◆ **PROBLEM TO WORK ON**: Please reproduce the records below, substituting "orange hard hat" for every occurrence of "blue hard hat" and leaving everything else unchanged.

◆ **Region segmentation records**:
──────

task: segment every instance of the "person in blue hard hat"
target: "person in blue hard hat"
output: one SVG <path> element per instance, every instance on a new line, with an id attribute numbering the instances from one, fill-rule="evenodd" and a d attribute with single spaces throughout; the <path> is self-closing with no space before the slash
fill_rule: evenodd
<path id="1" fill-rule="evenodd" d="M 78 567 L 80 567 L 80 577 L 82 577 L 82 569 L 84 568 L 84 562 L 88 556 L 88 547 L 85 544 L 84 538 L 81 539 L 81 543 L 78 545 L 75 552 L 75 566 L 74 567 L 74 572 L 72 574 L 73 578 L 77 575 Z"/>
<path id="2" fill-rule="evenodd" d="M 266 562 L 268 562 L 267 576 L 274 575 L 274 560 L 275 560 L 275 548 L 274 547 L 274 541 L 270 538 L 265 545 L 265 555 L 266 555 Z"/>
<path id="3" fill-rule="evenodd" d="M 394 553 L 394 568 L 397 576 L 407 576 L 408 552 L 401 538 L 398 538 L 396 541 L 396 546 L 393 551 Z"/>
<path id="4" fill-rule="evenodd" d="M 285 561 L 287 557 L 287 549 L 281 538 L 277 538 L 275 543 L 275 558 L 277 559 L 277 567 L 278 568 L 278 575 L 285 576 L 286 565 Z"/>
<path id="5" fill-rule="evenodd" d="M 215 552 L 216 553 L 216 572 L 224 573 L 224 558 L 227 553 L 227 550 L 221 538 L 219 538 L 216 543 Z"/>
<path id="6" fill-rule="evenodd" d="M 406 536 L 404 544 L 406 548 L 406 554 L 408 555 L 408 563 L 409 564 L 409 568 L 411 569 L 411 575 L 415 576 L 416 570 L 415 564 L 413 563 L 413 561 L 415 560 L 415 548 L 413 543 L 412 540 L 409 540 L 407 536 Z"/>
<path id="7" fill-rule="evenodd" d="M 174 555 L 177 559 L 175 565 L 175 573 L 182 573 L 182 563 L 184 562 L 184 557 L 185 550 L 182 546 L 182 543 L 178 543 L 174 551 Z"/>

──────

◆ **FINISHED ANSWER**:
task: segment every instance of the "person in orange hard hat"
target: "person in orange hard hat"
output: one SVG <path> element per instance, every instance on a new line, with an id attribute numbering the instances from one, fill-rule="evenodd" and a d attribute with single spaces throughout; the <path> is self-closing with no space before the slash
fill_rule: evenodd
<path id="1" fill-rule="evenodd" d="M 78 567 L 80 567 L 80 577 L 82 577 L 82 569 L 84 568 L 84 562 L 88 556 L 88 547 L 85 544 L 84 538 L 81 539 L 81 543 L 78 545 L 75 552 L 75 566 L 74 567 L 74 572 L 72 574 L 73 578 L 77 575 Z"/>
<path id="2" fill-rule="evenodd" d="M 266 562 L 268 562 L 267 576 L 274 575 L 274 560 L 275 560 L 275 548 L 274 547 L 274 541 L 270 538 L 265 545 L 265 555 L 266 555 Z"/>
<path id="3" fill-rule="evenodd" d="M 394 553 L 394 568 L 397 576 L 407 576 L 408 552 L 401 538 L 398 538 L 396 541 L 396 546 L 393 551 Z"/>
<path id="4" fill-rule="evenodd" d="M 285 561 L 287 557 L 287 549 L 281 538 L 277 538 L 275 543 L 275 558 L 277 559 L 277 567 L 278 568 L 278 575 L 285 576 L 286 565 Z"/>
<path id="5" fill-rule="evenodd" d="M 215 552 L 216 553 L 216 572 L 224 573 L 224 558 L 227 553 L 227 550 L 221 538 L 219 538 L 216 543 Z"/>
<path id="6" fill-rule="evenodd" d="M 406 536 L 404 544 L 406 548 L 406 554 L 408 555 L 408 563 L 409 564 L 409 568 L 411 569 L 411 575 L 415 576 L 416 570 L 415 564 L 413 563 L 413 561 L 415 560 L 415 548 L 413 543 L 412 540 L 409 540 L 407 536 Z"/>
<path id="7" fill-rule="evenodd" d="M 174 555 L 177 559 L 175 565 L 175 573 L 182 573 L 182 563 L 184 562 L 184 557 L 185 550 L 182 546 L 182 543 L 178 543 L 174 551 Z"/>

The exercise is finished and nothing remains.